=== WORK REQUIRED ===
Show every line of the records below that contains the word "white", copying each such line in full.

=== MATERIAL SUPPLIED ===
▶

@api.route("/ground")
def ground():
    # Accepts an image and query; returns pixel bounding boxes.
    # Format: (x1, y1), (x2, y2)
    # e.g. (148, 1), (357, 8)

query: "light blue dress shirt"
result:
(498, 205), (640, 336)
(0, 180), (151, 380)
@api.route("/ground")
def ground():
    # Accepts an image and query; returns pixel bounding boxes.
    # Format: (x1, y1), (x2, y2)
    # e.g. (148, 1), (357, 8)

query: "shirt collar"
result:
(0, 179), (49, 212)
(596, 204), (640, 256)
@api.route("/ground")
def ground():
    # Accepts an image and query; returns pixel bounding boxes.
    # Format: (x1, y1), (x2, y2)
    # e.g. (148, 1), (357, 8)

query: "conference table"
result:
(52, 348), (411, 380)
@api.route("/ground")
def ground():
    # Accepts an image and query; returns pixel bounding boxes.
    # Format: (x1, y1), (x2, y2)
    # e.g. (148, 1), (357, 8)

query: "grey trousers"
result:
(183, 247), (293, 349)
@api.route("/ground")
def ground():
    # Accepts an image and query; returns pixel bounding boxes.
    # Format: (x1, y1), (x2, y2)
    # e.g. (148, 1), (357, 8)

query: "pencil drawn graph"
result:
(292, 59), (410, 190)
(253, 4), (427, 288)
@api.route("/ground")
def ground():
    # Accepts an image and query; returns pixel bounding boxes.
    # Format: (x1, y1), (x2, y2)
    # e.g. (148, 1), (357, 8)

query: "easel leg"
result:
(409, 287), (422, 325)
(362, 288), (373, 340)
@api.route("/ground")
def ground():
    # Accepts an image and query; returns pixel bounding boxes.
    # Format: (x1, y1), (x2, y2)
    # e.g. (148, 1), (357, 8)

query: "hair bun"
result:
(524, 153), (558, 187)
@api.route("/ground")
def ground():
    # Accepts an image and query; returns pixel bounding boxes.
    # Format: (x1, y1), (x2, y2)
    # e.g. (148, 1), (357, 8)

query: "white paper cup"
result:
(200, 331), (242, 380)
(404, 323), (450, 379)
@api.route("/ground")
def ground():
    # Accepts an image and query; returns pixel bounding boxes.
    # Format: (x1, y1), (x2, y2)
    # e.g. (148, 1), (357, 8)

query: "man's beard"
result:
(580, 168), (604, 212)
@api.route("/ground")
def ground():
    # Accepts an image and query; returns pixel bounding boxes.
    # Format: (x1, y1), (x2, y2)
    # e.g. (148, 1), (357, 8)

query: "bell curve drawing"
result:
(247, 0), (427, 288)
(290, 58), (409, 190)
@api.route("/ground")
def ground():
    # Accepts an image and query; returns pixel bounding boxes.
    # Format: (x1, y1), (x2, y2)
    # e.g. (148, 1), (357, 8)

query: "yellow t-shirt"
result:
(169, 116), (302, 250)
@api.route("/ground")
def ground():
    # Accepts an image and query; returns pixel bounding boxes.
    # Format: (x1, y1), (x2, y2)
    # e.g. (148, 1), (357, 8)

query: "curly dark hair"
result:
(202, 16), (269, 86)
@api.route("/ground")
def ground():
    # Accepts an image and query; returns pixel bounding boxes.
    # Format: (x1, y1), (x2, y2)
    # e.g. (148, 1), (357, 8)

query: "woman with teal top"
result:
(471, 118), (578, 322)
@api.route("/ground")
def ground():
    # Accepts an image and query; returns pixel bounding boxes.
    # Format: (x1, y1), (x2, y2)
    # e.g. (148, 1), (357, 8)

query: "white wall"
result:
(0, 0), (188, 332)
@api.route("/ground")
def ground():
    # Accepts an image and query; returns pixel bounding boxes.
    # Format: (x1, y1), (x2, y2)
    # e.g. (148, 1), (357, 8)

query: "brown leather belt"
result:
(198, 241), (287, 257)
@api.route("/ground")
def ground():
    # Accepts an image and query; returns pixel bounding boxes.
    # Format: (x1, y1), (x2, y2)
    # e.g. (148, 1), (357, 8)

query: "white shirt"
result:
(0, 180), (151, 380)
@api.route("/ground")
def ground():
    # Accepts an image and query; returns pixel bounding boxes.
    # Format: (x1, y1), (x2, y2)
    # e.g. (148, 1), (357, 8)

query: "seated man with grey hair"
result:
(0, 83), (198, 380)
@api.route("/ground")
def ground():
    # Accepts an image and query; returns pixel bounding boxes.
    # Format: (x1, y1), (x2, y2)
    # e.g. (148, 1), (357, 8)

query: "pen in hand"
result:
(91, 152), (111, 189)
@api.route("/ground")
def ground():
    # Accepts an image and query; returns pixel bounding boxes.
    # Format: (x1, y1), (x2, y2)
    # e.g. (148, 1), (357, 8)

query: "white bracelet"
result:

◀

=== THE SOLUTION ===
query: "white paper cup"
query: "white wall"
query: "white shirt"
query: "white bracelet"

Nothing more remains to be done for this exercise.